Please give back all the records exactly, but keep the pictures out.

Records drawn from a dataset
↓↓↓
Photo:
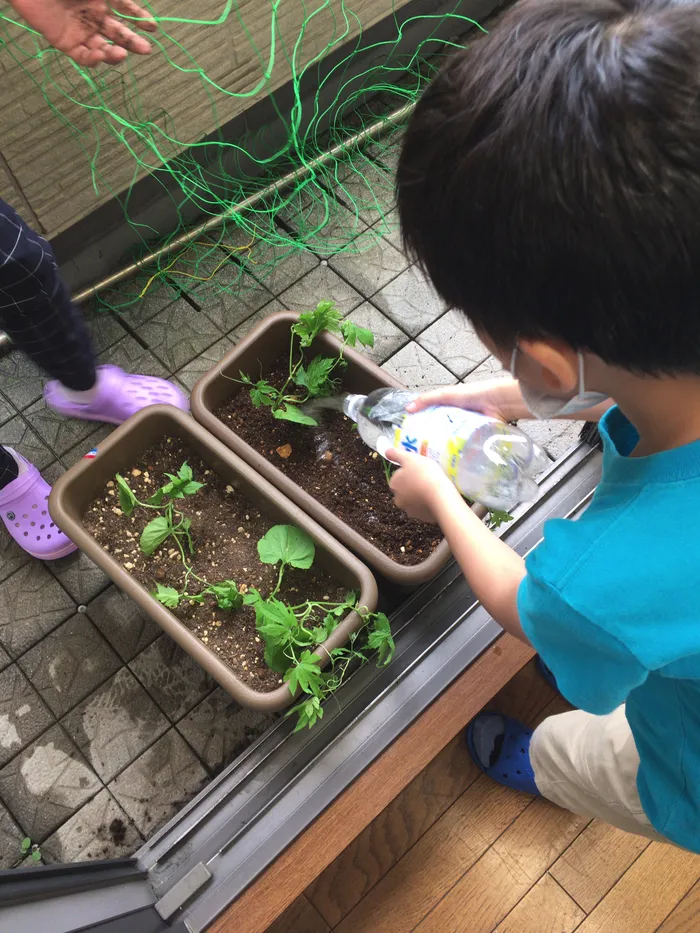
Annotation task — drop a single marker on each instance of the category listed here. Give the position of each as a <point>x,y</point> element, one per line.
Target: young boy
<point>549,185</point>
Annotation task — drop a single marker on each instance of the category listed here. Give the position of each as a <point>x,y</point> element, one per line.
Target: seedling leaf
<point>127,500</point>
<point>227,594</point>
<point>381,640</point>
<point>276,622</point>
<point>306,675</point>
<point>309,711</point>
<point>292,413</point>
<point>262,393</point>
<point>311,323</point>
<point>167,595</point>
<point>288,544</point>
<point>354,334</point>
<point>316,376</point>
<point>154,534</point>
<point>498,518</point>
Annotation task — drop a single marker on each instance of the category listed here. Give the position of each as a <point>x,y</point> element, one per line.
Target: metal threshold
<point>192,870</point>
↑↑↑
# [COMPLETED TASK]
Photo:
Annotation task — drop a single marker on each instance of the category listed here. Give the position of each as a <point>x,y</point> element, one per line.
Target: young boy
<point>549,185</point>
Annotation task — drop a single marker on each instance of the category listed here. Give the position of each as a <point>x,y</point> element, one per line.
Target: seedling leaf
<point>127,500</point>
<point>227,594</point>
<point>381,640</point>
<point>276,622</point>
<point>306,675</point>
<point>309,711</point>
<point>292,413</point>
<point>262,393</point>
<point>311,323</point>
<point>167,595</point>
<point>288,544</point>
<point>354,334</point>
<point>316,376</point>
<point>154,534</point>
<point>498,518</point>
Annotation task — drop a single marker on each instance of the category listed here. Give the position of each as a <point>x,y</point> element, one per line.
Target: metal threshold
<point>192,870</point>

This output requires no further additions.